- [Set problem]: Count the lines of the records below that contain the string "clear", treating uppercase and lowercase as distinct, and give only the number.

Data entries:
▼▼▼
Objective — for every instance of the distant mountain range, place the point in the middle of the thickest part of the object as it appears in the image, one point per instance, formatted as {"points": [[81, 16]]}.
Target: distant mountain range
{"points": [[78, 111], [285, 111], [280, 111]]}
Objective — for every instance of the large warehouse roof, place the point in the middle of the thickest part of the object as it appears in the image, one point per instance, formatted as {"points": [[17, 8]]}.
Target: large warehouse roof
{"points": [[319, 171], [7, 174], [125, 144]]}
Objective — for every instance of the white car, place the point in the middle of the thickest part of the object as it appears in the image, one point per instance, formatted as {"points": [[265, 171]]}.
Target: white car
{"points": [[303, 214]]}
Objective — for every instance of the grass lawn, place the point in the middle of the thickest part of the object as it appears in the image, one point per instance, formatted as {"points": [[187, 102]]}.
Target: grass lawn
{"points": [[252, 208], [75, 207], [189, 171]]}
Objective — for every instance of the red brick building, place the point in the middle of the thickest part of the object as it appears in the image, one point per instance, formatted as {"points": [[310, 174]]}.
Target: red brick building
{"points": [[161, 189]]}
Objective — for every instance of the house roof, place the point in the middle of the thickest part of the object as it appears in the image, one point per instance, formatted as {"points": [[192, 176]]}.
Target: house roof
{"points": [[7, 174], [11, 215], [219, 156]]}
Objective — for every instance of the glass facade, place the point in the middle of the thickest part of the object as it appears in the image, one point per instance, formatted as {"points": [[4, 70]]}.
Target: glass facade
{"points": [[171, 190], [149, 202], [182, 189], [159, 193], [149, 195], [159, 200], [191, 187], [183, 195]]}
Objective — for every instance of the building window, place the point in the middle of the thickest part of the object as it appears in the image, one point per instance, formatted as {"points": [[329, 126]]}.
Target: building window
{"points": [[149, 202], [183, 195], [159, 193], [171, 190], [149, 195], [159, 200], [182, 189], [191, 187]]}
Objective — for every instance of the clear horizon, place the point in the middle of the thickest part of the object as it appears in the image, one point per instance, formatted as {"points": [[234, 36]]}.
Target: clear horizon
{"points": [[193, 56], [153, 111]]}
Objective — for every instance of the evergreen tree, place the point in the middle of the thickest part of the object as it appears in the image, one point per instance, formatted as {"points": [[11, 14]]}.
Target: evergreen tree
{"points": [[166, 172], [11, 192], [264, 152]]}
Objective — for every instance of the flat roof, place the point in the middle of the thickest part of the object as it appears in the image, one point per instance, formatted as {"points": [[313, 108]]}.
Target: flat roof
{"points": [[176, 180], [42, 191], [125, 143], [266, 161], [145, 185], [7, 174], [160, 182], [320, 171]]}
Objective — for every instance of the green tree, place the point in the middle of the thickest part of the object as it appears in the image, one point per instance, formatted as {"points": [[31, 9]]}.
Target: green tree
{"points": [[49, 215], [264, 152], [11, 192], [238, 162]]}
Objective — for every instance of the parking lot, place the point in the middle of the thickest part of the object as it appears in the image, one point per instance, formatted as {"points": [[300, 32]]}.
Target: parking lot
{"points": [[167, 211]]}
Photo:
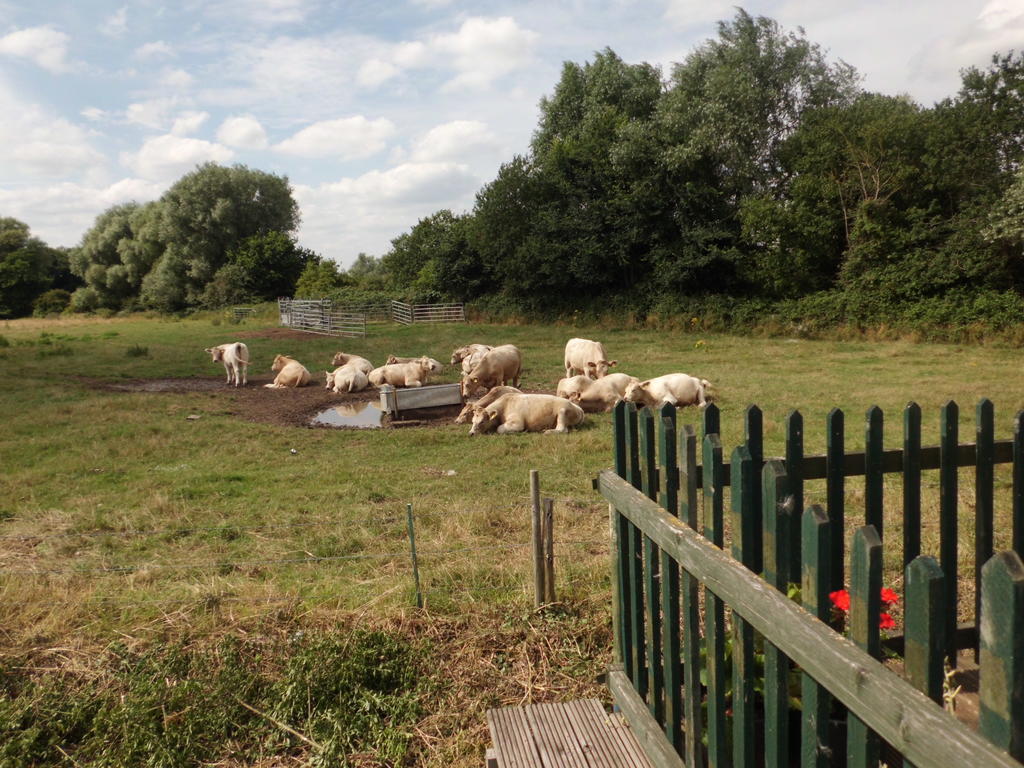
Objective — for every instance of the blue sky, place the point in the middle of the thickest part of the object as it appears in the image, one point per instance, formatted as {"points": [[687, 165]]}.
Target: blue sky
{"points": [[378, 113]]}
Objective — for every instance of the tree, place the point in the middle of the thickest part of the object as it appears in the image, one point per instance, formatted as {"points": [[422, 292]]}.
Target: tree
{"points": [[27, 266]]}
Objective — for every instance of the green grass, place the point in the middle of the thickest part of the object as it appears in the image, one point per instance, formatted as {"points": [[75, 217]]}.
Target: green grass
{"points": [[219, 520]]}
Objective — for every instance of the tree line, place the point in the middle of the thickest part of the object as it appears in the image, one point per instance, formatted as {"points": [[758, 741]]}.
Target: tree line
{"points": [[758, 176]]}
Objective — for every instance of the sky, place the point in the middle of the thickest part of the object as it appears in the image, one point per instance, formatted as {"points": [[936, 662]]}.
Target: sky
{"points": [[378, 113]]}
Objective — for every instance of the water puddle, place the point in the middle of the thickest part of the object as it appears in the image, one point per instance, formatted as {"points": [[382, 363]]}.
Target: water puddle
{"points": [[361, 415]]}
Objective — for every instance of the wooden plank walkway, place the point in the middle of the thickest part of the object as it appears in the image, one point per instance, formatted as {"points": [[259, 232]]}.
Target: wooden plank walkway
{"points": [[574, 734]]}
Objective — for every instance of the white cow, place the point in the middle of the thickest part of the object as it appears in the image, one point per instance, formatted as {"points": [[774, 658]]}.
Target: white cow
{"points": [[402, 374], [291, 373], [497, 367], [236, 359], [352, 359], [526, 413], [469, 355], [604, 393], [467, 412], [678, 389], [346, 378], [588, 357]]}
▲▲▲
▼▼▼
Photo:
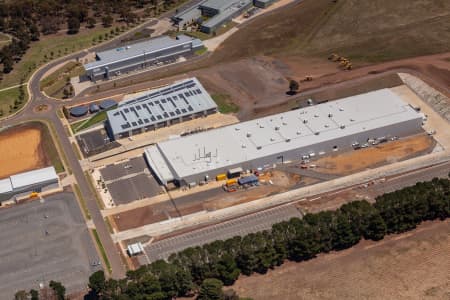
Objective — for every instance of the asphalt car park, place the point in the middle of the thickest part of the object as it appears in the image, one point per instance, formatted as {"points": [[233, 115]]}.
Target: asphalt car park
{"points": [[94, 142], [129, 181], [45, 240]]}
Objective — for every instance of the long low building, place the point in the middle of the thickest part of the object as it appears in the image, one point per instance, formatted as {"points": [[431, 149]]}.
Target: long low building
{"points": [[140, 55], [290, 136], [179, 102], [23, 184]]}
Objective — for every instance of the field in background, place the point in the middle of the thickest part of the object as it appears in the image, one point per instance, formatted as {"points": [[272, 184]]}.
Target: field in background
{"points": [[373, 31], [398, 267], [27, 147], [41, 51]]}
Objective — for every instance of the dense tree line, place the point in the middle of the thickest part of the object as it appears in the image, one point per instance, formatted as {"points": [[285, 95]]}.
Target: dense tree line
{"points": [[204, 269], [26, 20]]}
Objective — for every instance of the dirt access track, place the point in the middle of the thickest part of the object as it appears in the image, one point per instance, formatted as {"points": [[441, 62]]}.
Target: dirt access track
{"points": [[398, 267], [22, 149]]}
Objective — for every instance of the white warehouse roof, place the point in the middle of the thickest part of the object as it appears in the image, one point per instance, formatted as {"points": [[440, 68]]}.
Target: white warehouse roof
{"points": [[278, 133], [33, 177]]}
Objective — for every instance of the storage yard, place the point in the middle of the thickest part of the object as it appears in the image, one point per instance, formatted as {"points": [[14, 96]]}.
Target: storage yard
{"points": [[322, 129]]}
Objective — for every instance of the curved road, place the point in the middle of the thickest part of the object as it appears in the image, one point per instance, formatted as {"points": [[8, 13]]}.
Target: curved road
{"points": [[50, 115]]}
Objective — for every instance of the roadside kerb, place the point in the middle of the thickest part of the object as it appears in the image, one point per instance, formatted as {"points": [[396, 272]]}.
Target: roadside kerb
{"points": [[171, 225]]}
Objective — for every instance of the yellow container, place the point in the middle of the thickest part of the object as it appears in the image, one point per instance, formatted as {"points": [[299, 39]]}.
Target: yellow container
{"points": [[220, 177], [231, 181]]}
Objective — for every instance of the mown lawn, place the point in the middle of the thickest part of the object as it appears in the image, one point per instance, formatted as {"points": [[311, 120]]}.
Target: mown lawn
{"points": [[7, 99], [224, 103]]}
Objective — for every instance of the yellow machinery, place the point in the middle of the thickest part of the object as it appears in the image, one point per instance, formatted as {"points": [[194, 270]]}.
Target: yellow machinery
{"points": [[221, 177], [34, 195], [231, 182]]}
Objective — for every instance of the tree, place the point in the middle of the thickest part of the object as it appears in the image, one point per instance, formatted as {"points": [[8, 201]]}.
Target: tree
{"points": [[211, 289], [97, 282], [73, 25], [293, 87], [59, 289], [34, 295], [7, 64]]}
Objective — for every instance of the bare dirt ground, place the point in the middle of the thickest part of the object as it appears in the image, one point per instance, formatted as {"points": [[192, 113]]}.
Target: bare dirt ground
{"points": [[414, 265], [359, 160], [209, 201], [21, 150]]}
▲▲▲
- [Completed task]: 2